§ Directions: Gather every line in the source data below that contains the word "door", and list each one on its own.
--- Input material ---
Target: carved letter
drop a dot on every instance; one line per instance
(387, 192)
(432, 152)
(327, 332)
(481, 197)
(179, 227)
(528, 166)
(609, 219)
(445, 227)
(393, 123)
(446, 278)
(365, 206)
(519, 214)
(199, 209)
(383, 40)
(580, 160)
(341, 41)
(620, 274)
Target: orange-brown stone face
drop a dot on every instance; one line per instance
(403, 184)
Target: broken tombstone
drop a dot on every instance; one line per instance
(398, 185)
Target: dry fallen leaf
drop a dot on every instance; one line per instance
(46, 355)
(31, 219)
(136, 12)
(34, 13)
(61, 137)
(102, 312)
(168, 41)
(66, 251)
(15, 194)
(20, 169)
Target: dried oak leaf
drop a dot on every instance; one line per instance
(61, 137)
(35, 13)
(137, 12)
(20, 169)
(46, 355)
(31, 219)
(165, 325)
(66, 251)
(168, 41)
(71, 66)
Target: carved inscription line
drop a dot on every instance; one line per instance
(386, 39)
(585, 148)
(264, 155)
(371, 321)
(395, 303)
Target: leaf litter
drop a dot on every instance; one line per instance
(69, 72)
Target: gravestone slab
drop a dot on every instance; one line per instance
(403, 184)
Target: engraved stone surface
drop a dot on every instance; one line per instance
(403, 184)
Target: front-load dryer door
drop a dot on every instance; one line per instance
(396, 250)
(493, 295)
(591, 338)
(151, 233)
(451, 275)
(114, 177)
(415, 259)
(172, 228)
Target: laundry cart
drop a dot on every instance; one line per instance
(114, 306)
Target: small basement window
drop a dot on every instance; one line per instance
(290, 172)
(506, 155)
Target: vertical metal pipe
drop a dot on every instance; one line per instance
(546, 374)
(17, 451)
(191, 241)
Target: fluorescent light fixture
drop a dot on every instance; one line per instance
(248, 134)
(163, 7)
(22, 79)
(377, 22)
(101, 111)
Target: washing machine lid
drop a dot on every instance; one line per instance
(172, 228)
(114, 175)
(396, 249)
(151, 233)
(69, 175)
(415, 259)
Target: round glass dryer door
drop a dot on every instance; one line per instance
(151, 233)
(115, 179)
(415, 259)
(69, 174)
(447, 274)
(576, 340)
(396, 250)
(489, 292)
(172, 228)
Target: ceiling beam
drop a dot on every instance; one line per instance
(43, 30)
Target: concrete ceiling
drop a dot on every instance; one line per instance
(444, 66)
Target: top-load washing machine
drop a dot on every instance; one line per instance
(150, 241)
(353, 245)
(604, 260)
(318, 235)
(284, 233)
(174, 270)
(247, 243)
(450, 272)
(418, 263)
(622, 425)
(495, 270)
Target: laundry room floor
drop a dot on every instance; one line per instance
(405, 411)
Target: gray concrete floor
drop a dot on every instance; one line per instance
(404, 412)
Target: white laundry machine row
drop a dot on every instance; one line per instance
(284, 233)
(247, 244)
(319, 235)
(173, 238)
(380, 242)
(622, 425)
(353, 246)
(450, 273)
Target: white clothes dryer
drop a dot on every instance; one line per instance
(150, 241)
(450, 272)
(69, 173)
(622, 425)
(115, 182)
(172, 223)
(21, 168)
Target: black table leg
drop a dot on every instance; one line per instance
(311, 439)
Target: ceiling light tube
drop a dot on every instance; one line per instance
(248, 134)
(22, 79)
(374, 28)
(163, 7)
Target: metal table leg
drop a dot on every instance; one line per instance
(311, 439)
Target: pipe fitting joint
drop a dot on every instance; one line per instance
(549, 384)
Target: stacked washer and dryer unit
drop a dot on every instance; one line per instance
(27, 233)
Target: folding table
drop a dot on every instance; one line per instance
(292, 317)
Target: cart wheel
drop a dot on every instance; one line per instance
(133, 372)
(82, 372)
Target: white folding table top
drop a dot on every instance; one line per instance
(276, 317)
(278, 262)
---
--- Input material ---
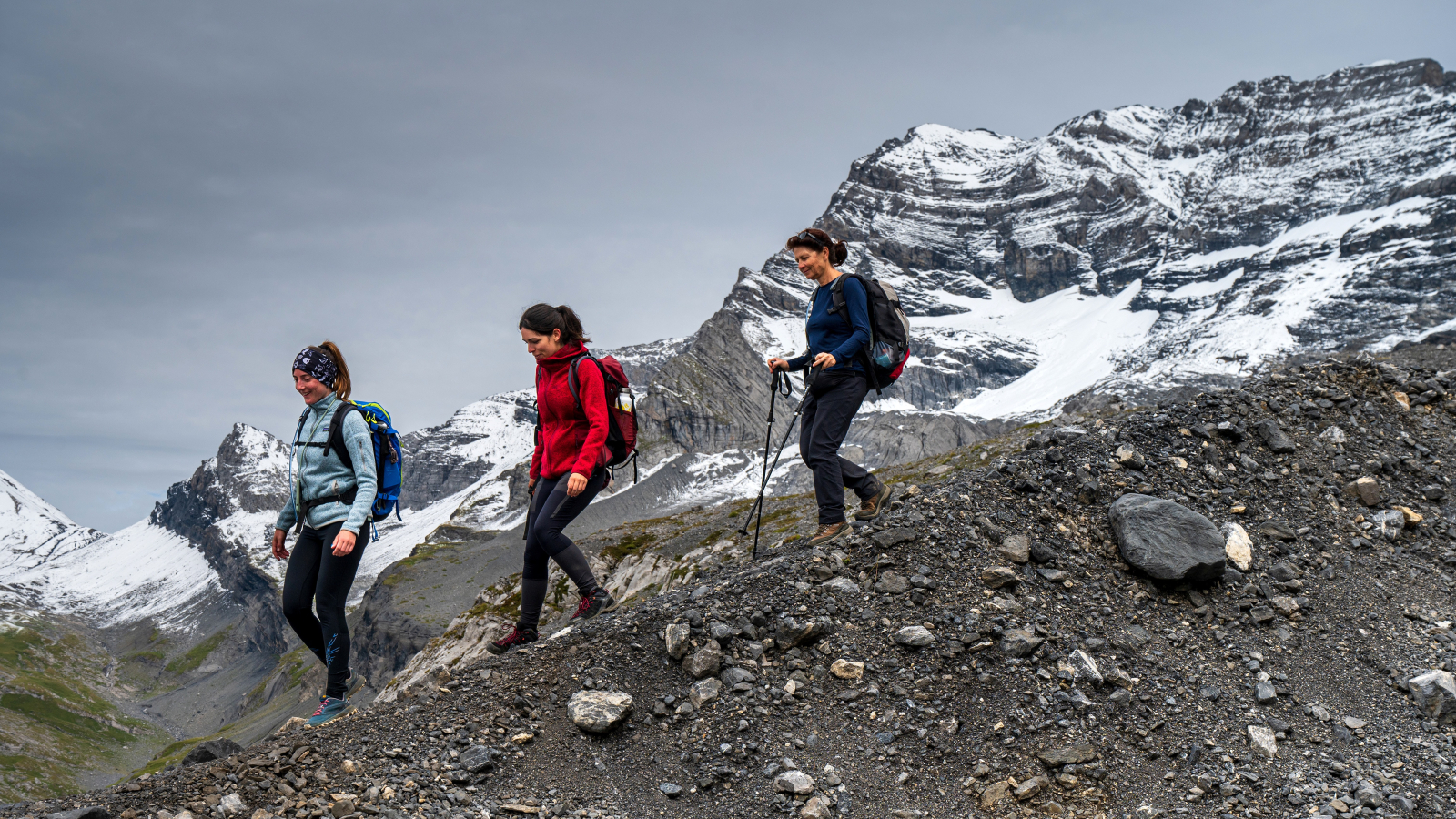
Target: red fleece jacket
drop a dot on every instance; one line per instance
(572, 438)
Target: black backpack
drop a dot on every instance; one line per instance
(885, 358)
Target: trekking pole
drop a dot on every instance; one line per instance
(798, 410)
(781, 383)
---
§ Exercise result:
Target: front-load dryer door
Target: round glass dryer door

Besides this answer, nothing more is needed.